Could you write out every line of the entries below word for word, omitting the pictures?

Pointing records
_ _ _ _ _
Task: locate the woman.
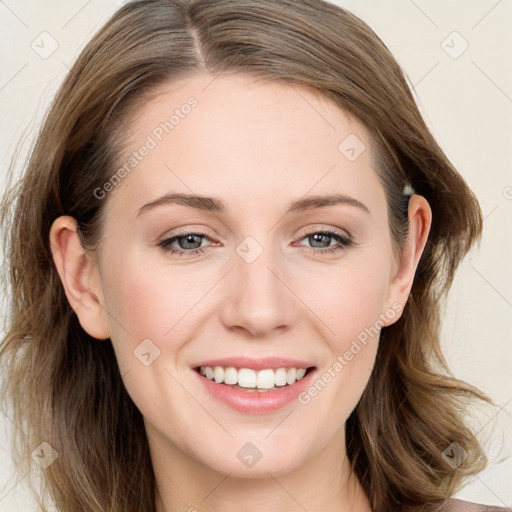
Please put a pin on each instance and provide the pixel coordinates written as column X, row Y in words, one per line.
column 171, row 345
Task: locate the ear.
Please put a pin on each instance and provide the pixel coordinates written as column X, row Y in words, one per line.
column 420, row 219
column 80, row 277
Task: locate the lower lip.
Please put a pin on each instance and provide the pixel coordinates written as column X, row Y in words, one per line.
column 256, row 402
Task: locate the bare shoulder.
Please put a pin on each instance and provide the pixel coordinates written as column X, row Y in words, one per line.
column 455, row 505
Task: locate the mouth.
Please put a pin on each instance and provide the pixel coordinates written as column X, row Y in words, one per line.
column 254, row 381
column 266, row 395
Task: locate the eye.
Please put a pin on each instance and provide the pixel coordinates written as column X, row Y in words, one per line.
column 190, row 242
column 324, row 238
column 187, row 241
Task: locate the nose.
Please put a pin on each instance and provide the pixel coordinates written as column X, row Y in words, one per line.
column 259, row 300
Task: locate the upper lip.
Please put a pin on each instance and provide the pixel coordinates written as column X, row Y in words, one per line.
column 255, row 364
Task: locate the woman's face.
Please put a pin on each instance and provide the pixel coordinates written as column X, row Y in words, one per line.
column 257, row 289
_ _ _ _ _
**Finished exercise**
Task: locate the woman.
Please put a pin on each instance and provide the pixel coordinates written as column X, row Y in words, one per line.
column 171, row 345
Task: locate the ear.
Please put a pin on each instance and provide the pixel coordinates written as column X, row Y in words, one per line.
column 420, row 219
column 80, row 277
Task: locate the lower lip.
Please put a pin on each instance and provide the pixel coordinates written as column X, row Y in words, one per line.
column 256, row 402
Task: locate the bare shoulder.
Please put a pin on each instance and provide the pixel coordinates written as column X, row Y in words, one per line.
column 455, row 505
Task: locate the mouth.
Please put a pin on each instance and provide the pixel coordinates written as column X, row Y in words, one per line.
column 254, row 381
column 266, row 395
Task: locate the eye.
Please put a pin on each instance and provide the pixel coordinates written as column X, row Y in words, one per line.
column 190, row 242
column 324, row 238
column 187, row 241
Task: locate the nose.
Please put a pin on each instance and provide the pixel coordinates written as column X, row Y in words, one per line.
column 259, row 300
Task: locate the upper lip.
Please put a pin on each instance and provide the pixel coordinates written as column X, row Y in words, one per line.
column 255, row 364
Task: locate the woman's face.
Please put a pin on each instance and provide the pixel coordinates written as column X, row Y in words, one per line.
column 257, row 289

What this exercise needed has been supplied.